== Stated task ==
All of the data should be output character for character, except the pictures.

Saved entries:
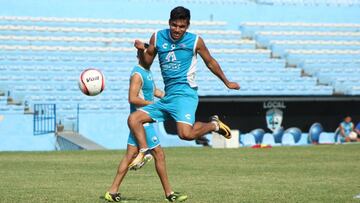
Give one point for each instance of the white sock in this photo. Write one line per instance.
(216, 125)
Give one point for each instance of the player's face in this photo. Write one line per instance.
(348, 119)
(178, 28)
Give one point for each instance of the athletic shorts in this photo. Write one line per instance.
(181, 108)
(152, 138)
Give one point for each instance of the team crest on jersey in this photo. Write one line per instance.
(171, 56)
(149, 77)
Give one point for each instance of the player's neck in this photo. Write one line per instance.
(144, 67)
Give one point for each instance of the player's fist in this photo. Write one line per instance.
(233, 85)
(139, 45)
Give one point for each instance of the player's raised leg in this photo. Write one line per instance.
(199, 129)
(112, 194)
(135, 123)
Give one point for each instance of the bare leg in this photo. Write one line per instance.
(123, 168)
(199, 129)
(135, 123)
(160, 166)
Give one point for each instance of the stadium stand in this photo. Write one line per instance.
(42, 56)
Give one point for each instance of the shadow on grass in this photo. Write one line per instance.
(127, 199)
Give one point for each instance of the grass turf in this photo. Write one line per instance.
(283, 174)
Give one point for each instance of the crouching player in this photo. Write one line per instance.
(141, 93)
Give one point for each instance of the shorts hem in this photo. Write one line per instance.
(185, 122)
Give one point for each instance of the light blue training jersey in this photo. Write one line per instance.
(148, 87)
(177, 61)
(348, 127)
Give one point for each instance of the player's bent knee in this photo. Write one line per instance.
(185, 136)
(158, 154)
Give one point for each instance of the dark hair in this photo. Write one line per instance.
(180, 13)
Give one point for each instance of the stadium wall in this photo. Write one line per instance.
(248, 115)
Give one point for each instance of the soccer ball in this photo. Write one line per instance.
(352, 135)
(91, 82)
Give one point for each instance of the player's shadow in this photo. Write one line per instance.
(129, 199)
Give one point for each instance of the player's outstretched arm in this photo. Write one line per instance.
(134, 89)
(158, 93)
(148, 52)
(213, 65)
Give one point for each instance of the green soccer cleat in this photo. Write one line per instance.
(141, 159)
(223, 130)
(176, 197)
(112, 197)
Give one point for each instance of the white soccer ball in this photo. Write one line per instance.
(91, 82)
(353, 135)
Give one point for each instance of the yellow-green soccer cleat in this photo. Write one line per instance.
(176, 197)
(224, 130)
(112, 197)
(140, 160)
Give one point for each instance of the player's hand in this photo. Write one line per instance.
(139, 45)
(233, 85)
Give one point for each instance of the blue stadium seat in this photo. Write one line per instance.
(326, 138)
(288, 139)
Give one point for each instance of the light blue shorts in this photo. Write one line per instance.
(152, 138)
(181, 108)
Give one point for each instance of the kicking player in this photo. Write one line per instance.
(177, 50)
(141, 93)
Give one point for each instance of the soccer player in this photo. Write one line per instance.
(141, 93)
(346, 127)
(177, 50)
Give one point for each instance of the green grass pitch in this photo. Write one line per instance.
(282, 174)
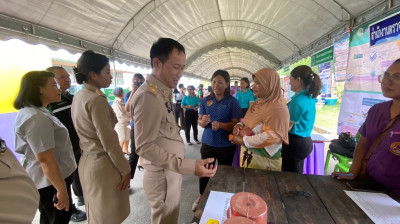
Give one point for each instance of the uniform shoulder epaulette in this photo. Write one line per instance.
(153, 88)
(99, 92)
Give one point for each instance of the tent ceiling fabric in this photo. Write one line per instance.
(240, 36)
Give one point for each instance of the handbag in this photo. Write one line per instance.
(378, 140)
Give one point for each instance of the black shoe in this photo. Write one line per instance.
(81, 201)
(78, 215)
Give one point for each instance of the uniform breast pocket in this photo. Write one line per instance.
(5, 166)
(393, 156)
(170, 125)
(395, 143)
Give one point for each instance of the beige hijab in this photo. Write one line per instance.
(270, 108)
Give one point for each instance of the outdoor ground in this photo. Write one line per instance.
(140, 210)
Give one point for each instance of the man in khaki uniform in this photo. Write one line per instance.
(19, 198)
(157, 134)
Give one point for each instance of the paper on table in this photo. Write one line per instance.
(379, 207)
(216, 207)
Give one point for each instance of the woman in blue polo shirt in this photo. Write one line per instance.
(219, 112)
(245, 95)
(307, 86)
(191, 104)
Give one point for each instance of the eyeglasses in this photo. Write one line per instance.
(394, 77)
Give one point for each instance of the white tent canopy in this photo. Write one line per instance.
(240, 36)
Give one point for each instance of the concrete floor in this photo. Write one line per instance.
(140, 210)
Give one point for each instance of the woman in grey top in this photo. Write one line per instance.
(44, 144)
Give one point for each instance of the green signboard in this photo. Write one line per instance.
(322, 56)
(286, 68)
(110, 96)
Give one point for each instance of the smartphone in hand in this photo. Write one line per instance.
(213, 164)
(55, 199)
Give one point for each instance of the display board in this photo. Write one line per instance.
(362, 89)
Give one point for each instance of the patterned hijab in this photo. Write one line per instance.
(270, 108)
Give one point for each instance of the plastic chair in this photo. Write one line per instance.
(343, 164)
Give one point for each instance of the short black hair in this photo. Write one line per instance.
(227, 79)
(52, 68)
(138, 75)
(29, 91)
(118, 91)
(89, 62)
(163, 47)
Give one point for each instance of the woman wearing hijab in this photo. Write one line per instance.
(265, 125)
(307, 86)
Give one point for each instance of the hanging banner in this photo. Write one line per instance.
(362, 89)
(322, 56)
(324, 71)
(385, 30)
(341, 56)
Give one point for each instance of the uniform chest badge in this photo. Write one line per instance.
(395, 148)
(168, 105)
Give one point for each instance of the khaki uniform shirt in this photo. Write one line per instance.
(157, 136)
(19, 198)
(94, 121)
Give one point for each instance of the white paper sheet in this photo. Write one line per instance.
(379, 207)
(216, 207)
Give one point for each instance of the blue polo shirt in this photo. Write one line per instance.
(223, 111)
(187, 101)
(302, 113)
(245, 98)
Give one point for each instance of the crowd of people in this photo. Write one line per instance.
(80, 140)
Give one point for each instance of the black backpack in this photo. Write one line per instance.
(344, 145)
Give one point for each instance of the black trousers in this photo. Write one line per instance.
(76, 183)
(178, 113)
(293, 155)
(223, 155)
(50, 214)
(191, 117)
(133, 157)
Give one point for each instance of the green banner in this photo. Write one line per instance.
(322, 56)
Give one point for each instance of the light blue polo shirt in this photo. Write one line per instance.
(187, 101)
(223, 111)
(302, 113)
(245, 98)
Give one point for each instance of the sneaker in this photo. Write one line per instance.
(81, 201)
(78, 215)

== Answer to this problem ==
Give one point for each instance of the white sock in this photo. Write one line per instance.
(216, 125)
Give one point for each instance of the player's face in this photo. Write one line per instance.
(348, 119)
(178, 28)
Give one point for each instance of the athletic shorts in this photo. Write one line per instance.
(181, 108)
(152, 138)
Give one point for each instance of the team crest on jersey in this photo. Write one line per instance.
(171, 56)
(149, 77)
Give one point for each instance of the player's neck in this photo. Write one line per instance.
(144, 67)
Give one point for each instance of the player's fist in this photo. Write one line per instance.
(233, 85)
(139, 45)
Give one point for each instance of the player's raised leg in this photo. Write one line per instance.
(199, 129)
(112, 194)
(135, 123)
Give one point for each instance of the bare leg in this photo. Write one line per instance.
(123, 168)
(199, 129)
(135, 123)
(160, 166)
Give one point for each instance of the stadium stand in this photo. Write one line per instance.
(42, 56)
Give one point for each instance of the shadow on grass in this photo. Write one line per instance.
(127, 199)
Give one point for each instance of the grass turf in this photo. Write one line per instance.
(283, 174)
Give one point for each instance of the crouching player in this photo. Write one line per instance.
(141, 93)
Give one point for each instance of the shorts hem in this photo. Write one line per instance.
(185, 122)
Give one point for each instance of the light blue training jersey in this photo. Write one line per instance.
(148, 87)
(177, 61)
(348, 127)
Give one point for each instance of the player's bent knee in this photo. Write one line per instance.
(185, 136)
(158, 154)
Give one point for each instance of the dark hair in this photo. Write one line per instance.
(180, 13)
Give one point for each instance of the stadium wall in this photo. Write one line per instance.
(248, 115)
Give one point for each instance of the soccer ball in this photo. Write one line per instance.
(352, 135)
(91, 82)
Give one point for each instance of the player's shadow in this photo. Write one line per instance.
(129, 199)
Give one point for each instance of the player's outstretched arm in this photo. Write one line per instance.
(134, 89)
(158, 93)
(148, 52)
(213, 65)
Give one point for each instance of the green soccer cleat in this photo. Write one line per instance.
(141, 159)
(223, 130)
(176, 197)
(112, 197)
Give one point for each instance of the white soccer ball in this photo. Write one line per instance.
(91, 82)
(353, 135)
Give one point for each instance of the yellow-green soccer cleat in this photo. Write one line per instance.
(176, 197)
(224, 130)
(112, 197)
(140, 160)
Give one point for each instance of the player's hand in this photo. Write one line per instance.
(139, 45)
(233, 85)
Give one point for each instance of the blue stadium seat in this photo. Write one line per instance.
(326, 138)
(288, 139)
Give one point for each instance of the light blue shorts in this photo. Write one line per instance.
(152, 138)
(181, 108)
Give one point for each instance of the kicking player in this photo. Write one line per instance.
(177, 50)
(141, 93)
Give one point for each instance of the soccer player in this photo. Write one line per instance.
(141, 93)
(346, 127)
(177, 50)
Give one point for each instance of the green grass pitch in this photo. Write one line per instance.
(282, 174)
Give one point for each instance of the uniform shoulder epaulette in this photo. Write one line per instance.
(153, 88)
(99, 92)
Give one point for each instance of the tent ceiling fabric in this photo. Write one line per instance.
(240, 36)
Give one point for each instance of the handbag in this photo. Write one line per instance.
(378, 140)
Give one point for each instance of the black shoe in this photo. Write one line per instance.
(81, 201)
(78, 215)
Give one point for each instance of the uniform breast pocket in this photo. Write one line per instance.
(5, 166)
(393, 156)
(170, 125)
(395, 143)
Give one point for each instance of the beige hijab in this photo. Write one line per instance.
(270, 108)
Give one point for each instance of the outdoor ground in this photo. Write one line per instance.
(140, 210)
Give one point for each instance of the man in khaki uniform in this photo. Write one line per instance.
(19, 198)
(157, 134)
Give one point for each instance of the paper on table in this photo. Write one line per instance.
(379, 207)
(216, 207)
Give one point for each instance of the woman in blue polo shirt in this photo. Write one line per instance.
(219, 112)
(245, 95)
(307, 86)
(191, 104)
Give one point for each instance of the eyeglasses in this photo. Write one line per instance.
(394, 77)
Give one point for each instance of the white tent canopy in this photo. Write one line per instance.
(240, 36)
Give one point for each instance of the concrete floor in this photo. Write one line per instance.
(140, 210)
Give one point for each instance of the woman in grey top in this photo. Write one line per instance.
(44, 144)
Give one point for each instance of the green signboard in this photo. Write one line per instance.
(322, 56)
(286, 68)
(110, 96)
Give one point for each instance of the smartphone in hand in this photo. Write one line per instance.
(213, 164)
(55, 199)
Give one point for each instance of the display board in this photo. Write one line per instance.
(362, 89)
Give one point for each instance of the patterned hijab in this photo. Write one line per instance.
(270, 108)
Give one point for each instance of the plastic chair in this photo. Write one line per instance.
(343, 164)
Give one point for each instance of the short black hair in this photo. Write one line per instance.
(227, 79)
(52, 68)
(138, 75)
(29, 91)
(118, 91)
(89, 62)
(163, 47)
Give one point for each instance of the woman wearing hijab in this photo. Write one line per instance.
(265, 125)
(307, 86)
Give one point for each instance of the hanging banner in this photo. Write one line per instance.
(362, 89)
(322, 56)
(324, 71)
(385, 30)
(341, 56)
Give one point for each instance of the uniform chest badge in this photo. Write one line per instance.
(395, 148)
(168, 105)
Give one point for each instance of the khaki uniform shirt in this photo. Write one line per instance.
(157, 136)
(19, 198)
(94, 121)
Give one point for each instance of the white paper sheet in this photo. Write one line per instance.
(379, 207)
(216, 207)
Give one point for each instance of the blue polo shirt in this photo. Write one line per instance.
(223, 111)
(187, 101)
(302, 113)
(245, 98)
Give one point for each instance of the crowd of people in this photo. Write one line per instance.
(80, 140)
Give one point for each instance of the black backpack in this photo. Write one line per instance.
(344, 145)
Give one point for each instance of the black trousers in this photo. Write one line per instance.
(76, 183)
(178, 113)
(293, 155)
(223, 155)
(50, 214)
(191, 117)
(133, 157)
Give one point for each instance of the green banner in this photo. Write one line per instance.
(322, 56)
Give one point for each instance of the light blue polo shirt in this photo. Write one line per instance.
(187, 101)
(223, 111)
(302, 113)
(245, 98)
Give one point for each instance of the sneaker in this photo. Write one line per instance.
(81, 201)
(78, 215)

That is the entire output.